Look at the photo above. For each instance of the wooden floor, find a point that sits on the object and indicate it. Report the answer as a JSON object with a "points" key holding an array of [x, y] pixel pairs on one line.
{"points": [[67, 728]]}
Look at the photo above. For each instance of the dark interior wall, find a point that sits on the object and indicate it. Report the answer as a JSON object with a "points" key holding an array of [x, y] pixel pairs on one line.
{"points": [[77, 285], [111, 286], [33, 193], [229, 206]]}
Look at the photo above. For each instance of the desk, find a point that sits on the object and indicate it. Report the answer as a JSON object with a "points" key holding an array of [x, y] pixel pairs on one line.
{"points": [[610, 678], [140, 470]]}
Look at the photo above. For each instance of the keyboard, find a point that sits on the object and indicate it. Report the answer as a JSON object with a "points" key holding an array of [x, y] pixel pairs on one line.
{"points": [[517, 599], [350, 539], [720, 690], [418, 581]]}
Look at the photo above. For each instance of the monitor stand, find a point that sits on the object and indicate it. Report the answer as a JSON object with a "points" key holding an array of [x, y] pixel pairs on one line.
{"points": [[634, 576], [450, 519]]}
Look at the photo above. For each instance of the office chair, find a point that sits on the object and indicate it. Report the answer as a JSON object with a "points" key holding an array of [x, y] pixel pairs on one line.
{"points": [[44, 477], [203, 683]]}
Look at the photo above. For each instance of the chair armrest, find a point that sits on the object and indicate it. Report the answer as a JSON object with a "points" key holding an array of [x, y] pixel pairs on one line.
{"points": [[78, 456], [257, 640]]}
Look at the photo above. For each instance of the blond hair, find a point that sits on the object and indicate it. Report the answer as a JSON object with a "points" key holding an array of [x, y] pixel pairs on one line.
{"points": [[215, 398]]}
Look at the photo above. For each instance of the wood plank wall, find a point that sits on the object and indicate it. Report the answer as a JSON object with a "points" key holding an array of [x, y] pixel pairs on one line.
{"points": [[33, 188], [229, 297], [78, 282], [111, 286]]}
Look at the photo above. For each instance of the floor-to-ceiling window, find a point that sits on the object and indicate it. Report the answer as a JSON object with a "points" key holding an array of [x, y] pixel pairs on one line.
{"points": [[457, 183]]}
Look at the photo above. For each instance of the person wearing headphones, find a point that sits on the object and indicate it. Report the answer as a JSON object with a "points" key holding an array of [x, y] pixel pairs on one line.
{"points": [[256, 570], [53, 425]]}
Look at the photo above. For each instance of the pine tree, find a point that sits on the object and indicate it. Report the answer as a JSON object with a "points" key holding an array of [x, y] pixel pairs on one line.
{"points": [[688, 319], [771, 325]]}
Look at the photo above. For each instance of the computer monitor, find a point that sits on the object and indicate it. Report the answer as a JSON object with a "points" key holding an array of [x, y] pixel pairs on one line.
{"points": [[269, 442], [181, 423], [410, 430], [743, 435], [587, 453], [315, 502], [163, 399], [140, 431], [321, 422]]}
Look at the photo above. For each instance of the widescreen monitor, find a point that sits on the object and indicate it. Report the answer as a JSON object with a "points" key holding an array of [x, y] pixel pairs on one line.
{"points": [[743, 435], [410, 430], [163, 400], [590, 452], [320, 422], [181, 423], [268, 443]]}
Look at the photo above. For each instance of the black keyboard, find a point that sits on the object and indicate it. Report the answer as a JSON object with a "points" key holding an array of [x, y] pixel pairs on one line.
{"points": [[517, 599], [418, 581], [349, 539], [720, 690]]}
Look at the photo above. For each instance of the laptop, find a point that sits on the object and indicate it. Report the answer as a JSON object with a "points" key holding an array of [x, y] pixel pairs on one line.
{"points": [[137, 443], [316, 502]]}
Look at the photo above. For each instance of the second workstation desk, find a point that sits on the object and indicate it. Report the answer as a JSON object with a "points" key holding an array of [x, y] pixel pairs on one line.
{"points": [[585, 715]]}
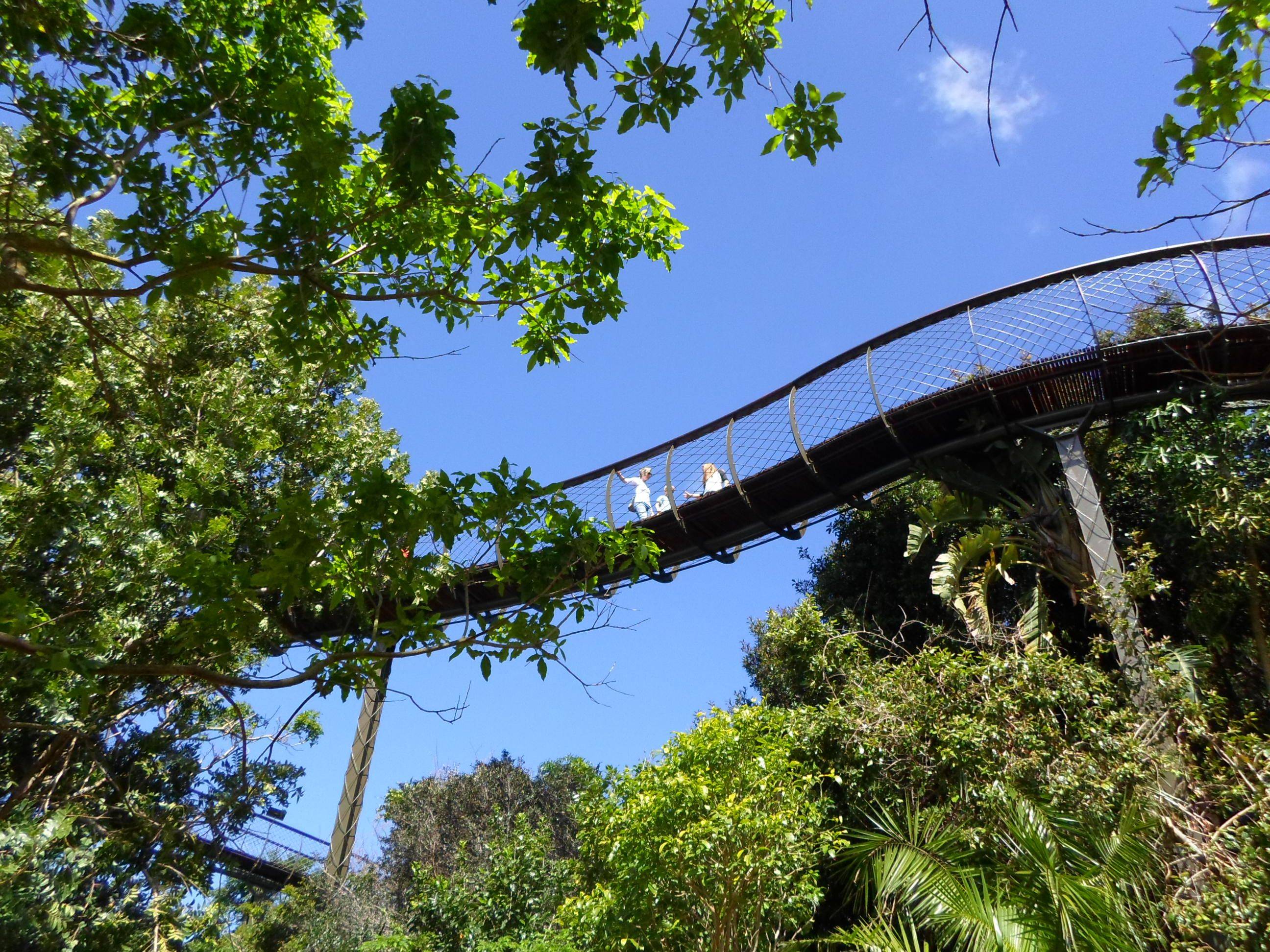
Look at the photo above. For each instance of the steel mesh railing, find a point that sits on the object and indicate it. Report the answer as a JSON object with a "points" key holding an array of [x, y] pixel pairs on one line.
{"points": [[1048, 319]]}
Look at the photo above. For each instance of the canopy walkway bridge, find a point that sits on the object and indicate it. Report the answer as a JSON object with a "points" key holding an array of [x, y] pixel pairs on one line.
{"points": [[1038, 356]]}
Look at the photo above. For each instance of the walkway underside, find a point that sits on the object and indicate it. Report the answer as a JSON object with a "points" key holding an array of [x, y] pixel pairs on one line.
{"points": [[1086, 342]]}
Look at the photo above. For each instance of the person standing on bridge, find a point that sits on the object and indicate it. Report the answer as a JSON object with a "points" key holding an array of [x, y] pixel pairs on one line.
{"points": [[643, 502], [711, 481]]}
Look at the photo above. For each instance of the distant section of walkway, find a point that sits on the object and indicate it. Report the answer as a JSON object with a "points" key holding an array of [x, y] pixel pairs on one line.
{"points": [[1098, 339]]}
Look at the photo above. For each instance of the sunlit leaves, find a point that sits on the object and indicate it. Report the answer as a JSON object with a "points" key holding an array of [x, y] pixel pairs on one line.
{"points": [[1224, 84], [807, 125]]}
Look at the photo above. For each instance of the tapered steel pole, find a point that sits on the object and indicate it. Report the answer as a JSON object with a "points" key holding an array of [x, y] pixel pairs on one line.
{"points": [[344, 834], [1108, 569]]}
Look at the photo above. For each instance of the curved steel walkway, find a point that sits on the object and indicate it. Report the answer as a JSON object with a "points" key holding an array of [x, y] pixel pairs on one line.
{"points": [[1037, 355]]}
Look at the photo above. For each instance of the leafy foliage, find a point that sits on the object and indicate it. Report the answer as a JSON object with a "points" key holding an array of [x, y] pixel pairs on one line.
{"points": [[714, 846], [450, 822], [1038, 880], [185, 108], [1224, 84]]}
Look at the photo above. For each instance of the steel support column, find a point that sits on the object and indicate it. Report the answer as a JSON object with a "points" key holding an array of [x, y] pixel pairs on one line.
{"points": [[355, 779], [1108, 569]]}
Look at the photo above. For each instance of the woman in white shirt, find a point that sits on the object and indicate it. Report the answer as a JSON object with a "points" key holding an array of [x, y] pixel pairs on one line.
{"points": [[643, 502], [711, 481]]}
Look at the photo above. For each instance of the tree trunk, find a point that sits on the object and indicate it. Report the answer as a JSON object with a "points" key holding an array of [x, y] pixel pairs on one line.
{"points": [[1256, 612]]}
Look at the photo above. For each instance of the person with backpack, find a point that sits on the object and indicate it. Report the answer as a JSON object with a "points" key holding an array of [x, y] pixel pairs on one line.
{"points": [[642, 504], [711, 481]]}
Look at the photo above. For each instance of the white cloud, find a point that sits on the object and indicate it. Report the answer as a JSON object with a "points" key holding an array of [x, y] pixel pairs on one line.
{"points": [[1244, 175], [962, 95]]}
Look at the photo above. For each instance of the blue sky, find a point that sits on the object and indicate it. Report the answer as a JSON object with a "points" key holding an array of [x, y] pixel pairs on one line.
{"points": [[784, 266]]}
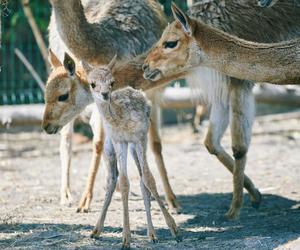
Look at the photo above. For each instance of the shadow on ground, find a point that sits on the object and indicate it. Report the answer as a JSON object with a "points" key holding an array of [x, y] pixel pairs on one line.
{"points": [[276, 222]]}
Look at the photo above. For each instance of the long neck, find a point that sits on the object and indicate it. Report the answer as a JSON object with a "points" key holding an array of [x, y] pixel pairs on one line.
{"points": [[80, 36], [277, 63], [130, 73]]}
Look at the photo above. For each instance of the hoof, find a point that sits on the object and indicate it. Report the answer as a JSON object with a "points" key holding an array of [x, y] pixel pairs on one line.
{"points": [[178, 238], [232, 215], [256, 204], [154, 240], [125, 246], [95, 234], [174, 207], [82, 210], [152, 237]]}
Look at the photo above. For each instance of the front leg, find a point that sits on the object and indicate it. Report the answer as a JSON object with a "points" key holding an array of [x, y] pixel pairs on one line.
{"points": [[150, 183], [155, 142], [111, 181], [98, 141], [242, 116], [121, 151], [65, 151], [146, 197]]}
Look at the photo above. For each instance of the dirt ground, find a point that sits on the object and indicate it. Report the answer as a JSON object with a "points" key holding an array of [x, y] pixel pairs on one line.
{"points": [[31, 217]]}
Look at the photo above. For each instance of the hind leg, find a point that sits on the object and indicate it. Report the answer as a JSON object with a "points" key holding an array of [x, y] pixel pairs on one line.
{"points": [[121, 151], [65, 151], [219, 120], [111, 181], [155, 142], [98, 141], [150, 183], [242, 115]]}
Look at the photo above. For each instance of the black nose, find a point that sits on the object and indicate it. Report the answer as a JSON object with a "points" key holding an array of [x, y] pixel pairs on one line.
{"points": [[145, 66], [46, 126], [105, 95]]}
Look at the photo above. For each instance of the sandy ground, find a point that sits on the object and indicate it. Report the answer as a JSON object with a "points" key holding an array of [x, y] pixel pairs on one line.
{"points": [[31, 217]]}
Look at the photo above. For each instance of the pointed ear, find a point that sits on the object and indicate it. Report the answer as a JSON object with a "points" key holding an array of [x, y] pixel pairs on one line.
{"points": [[69, 64], [112, 63], [86, 66], [182, 18], [53, 60]]}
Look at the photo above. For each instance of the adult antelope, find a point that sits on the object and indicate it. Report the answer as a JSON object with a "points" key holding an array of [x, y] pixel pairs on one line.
{"points": [[187, 44], [93, 32]]}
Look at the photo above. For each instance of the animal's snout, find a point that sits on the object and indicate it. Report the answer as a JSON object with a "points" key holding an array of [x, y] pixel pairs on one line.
{"points": [[50, 128], [105, 95], [145, 66]]}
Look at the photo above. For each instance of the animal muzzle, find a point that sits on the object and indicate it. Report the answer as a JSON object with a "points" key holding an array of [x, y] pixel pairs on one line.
{"points": [[150, 74], [50, 128], [105, 96]]}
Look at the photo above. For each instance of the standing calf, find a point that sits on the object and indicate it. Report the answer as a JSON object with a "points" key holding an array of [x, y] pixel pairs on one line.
{"points": [[126, 118]]}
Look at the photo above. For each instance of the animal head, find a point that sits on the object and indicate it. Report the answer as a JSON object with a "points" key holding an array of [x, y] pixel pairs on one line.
{"points": [[66, 94], [173, 53], [266, 3], [101, 80]]}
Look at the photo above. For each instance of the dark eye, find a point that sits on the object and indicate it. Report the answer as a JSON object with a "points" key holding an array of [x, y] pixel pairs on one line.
{"points": [[93, 85], [170, 44], [63, 98]]}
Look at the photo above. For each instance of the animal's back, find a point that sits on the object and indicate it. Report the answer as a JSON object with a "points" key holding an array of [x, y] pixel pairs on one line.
{"points": [[245, 19], [129, 117], [131, 26]]}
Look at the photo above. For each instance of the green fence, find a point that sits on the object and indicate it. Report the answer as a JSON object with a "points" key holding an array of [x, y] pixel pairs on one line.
{"points": [[17, 85]]}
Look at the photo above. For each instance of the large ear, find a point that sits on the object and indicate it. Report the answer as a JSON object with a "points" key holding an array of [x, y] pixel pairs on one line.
{"points": [[86, 66], [69, 64], [112, 63], [182, 18], [53, 60]]}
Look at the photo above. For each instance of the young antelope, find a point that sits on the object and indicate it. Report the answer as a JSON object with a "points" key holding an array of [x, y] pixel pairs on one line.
{"points": [[126, 116]]}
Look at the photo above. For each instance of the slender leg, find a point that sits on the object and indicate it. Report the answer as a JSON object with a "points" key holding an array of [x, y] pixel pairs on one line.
{"points": [[65, 150], [242, 115], [155, 142], [98, 140], [121, 151], [219, 120], [200, 113], [149, 182], [112, 177], [146, 196]]}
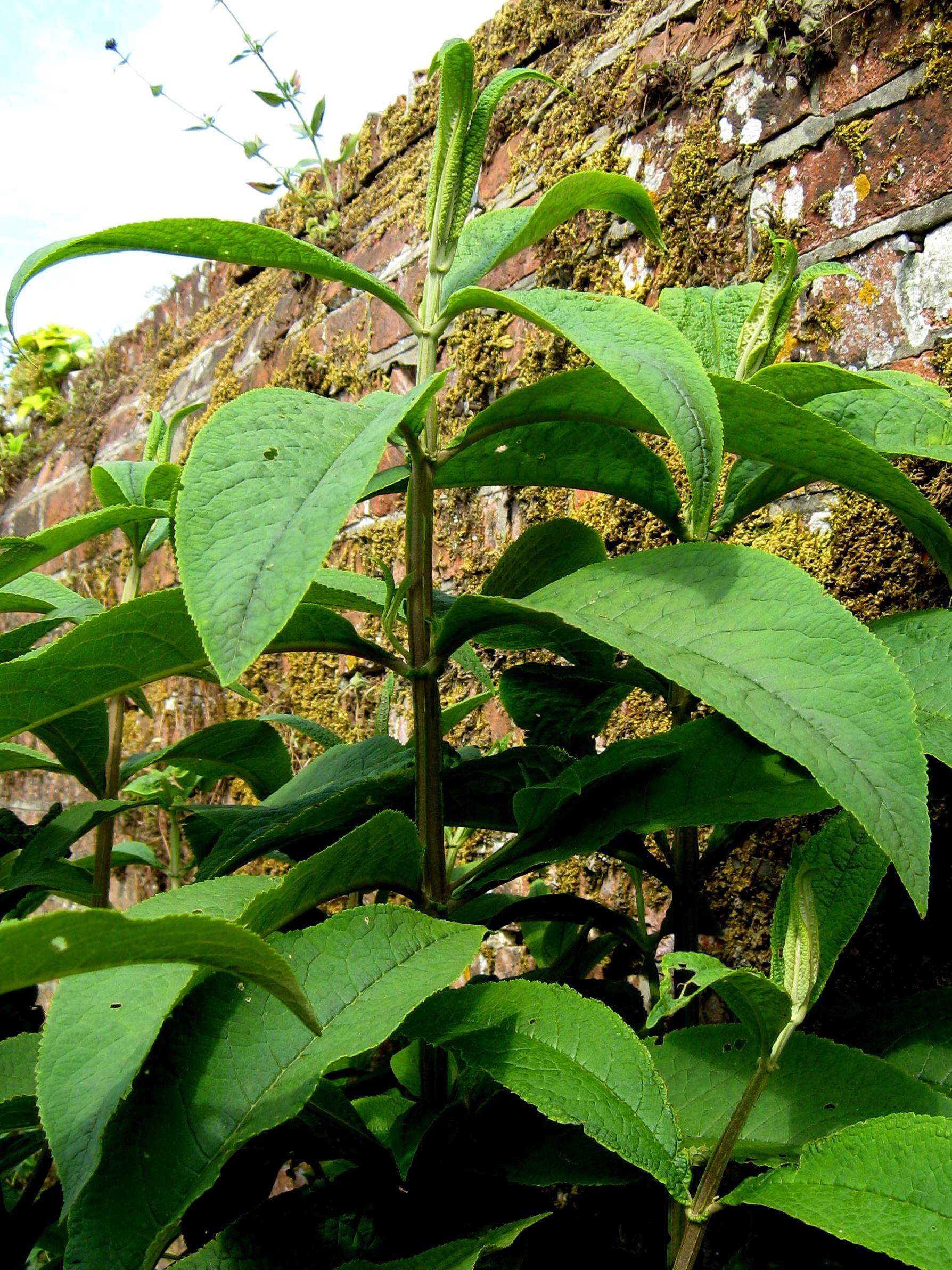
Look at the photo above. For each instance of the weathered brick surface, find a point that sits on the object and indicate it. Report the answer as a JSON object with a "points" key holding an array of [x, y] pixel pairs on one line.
{"points": [[840, 140]]}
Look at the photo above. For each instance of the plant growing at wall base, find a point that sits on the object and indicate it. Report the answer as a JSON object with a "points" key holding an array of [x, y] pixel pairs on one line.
{"points": [[235, 1028]]}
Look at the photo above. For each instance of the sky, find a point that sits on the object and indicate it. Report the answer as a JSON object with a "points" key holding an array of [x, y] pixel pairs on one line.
{"points": [[87, 146]]}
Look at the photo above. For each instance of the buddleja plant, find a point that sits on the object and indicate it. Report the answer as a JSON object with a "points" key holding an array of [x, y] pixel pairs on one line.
{"points": [[235, 1028]]}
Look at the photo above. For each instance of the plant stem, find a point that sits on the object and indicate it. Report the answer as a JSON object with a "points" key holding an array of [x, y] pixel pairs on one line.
{"points": [[106, 832], [706, 1195], [174, 849], [428, 741]]}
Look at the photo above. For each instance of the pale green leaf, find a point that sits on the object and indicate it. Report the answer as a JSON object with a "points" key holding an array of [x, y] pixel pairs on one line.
{"points": [[846, 870], [268, 483], [646, 355], [236, 242], [885, 1185], [18, 1081], [759, 640], [922, 646], [248, 748], [30, 553], [495, 237]]}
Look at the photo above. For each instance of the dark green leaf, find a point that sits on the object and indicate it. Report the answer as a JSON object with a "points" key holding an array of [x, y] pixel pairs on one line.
{"points": [[761, 1006], [820, 1087], [914, 1036], [101, 1028], [759, 640], [571, 1059], [18, 1081], [146, 639], [248, 748], [56, 945]]}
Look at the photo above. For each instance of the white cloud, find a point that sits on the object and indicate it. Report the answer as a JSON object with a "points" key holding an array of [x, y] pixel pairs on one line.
{"points": [[87, 148]]}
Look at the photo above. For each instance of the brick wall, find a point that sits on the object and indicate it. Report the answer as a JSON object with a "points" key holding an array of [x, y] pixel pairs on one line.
{"points": [[825, 123]]}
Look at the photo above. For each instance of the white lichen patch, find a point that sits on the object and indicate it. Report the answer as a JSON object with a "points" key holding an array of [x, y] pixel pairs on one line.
{"points": [[843, 206], [924, 287]]}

WHAT THE EXERCISE ASKS: Rewrite as a JSON list of strings, one per line with blank lines omitted, the lines of the records from the line containing "Look at the photo above. For each instance of the brick" through the end of the records.

THE SOLUTION:
[
  "Look at the photo above. For each instance of the brick wall, find a point that sits on the object and indicate it. Report the answer as a JSON object with a \"points\" key holding an array of [x, y] pixel pairs on one line.",
  "{\"points\": [[825, 123]]}",
  "Look at the photo above. For each instance of the white lichen patch, find a point that sits on the object and indicate it. Report the answer as a JSON object with a \"points\" key holding an array of [x, y] pixel pairs on one line.",
  "{\"points\": [[843, 206], [924, 287]]}"
]